#### [Short problem]
Summarize the forum excerpt on jet engine spool speeds in two sentences.

HN39's response is correct. On most two spool engines, fan speed (N1) is controlled setting the power (thrust) to achieve desired speed at any altitude. Thrust is more accurately controlled because all the air passes through the fan with only a portion passing into the core. For various reasons, core speed is not an optimum manipulated variable to control fan speed. However, in three spool engines, the control for thrust seems to be N2, or the speed of the IP spool. Either way, since the spools are coupled, the speed of the fan remains within the desired power/thrust settings.

HazelNuts39 and Turbine D, Thanks for the replies. As I understand it, from what you are saying, the three stages stay at pretty much the same ratio of RPMs to each other, but I'm still not sure whether the RPM of N1 changes significantly with altitude, all other things being equal?

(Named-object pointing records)

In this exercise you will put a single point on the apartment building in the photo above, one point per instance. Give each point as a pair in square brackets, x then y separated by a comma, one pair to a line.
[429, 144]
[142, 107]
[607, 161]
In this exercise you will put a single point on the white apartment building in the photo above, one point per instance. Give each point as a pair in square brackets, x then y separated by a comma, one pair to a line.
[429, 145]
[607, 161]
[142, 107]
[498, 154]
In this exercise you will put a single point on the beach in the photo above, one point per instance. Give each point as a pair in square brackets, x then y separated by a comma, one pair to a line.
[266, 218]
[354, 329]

==

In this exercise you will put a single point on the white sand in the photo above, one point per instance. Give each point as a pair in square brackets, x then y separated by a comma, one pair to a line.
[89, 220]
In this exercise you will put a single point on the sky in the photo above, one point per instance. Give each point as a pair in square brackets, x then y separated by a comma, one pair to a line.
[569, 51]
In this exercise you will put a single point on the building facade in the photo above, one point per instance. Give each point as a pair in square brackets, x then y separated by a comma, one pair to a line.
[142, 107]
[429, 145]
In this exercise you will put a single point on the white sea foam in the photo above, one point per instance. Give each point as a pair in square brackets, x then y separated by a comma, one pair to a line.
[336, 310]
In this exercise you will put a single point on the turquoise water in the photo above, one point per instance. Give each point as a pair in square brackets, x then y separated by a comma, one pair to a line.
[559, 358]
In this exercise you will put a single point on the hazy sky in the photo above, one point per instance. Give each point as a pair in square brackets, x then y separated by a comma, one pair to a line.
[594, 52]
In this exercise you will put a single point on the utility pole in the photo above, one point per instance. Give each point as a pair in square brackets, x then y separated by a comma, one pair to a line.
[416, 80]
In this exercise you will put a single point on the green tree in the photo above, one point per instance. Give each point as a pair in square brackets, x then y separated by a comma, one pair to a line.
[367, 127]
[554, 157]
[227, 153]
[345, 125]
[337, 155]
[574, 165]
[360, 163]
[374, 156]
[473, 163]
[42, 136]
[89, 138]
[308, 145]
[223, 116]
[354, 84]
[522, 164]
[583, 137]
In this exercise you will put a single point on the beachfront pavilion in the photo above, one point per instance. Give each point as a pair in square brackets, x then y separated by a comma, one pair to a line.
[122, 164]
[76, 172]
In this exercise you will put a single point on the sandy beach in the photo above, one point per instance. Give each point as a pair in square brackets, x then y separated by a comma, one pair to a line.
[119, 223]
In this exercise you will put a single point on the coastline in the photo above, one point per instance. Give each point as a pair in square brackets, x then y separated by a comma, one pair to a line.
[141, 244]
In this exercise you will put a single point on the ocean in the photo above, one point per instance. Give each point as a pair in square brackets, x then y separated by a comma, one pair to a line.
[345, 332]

* * *

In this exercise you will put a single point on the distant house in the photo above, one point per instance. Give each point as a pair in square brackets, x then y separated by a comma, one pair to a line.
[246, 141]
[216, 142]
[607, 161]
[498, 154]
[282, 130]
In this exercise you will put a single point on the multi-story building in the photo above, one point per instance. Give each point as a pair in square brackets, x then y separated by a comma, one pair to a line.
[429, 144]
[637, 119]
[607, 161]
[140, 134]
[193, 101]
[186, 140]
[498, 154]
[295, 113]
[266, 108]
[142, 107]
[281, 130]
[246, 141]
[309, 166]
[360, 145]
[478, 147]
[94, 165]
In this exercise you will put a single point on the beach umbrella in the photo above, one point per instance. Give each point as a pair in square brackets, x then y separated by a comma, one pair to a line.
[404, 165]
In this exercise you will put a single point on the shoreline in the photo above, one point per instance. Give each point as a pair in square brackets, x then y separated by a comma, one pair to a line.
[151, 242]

#### [Result of this task]
On most two-spool engines, fan speed (N1) is controlled by setting power or thrust, which is controlled more accurately because all the air passes through the fan while only a portion enters the core. On three-spool engines the thrust control seems to be N2, the intermediate spool's speed, and a reply asks whether N1 changes significantly with altitude, all other things being equal.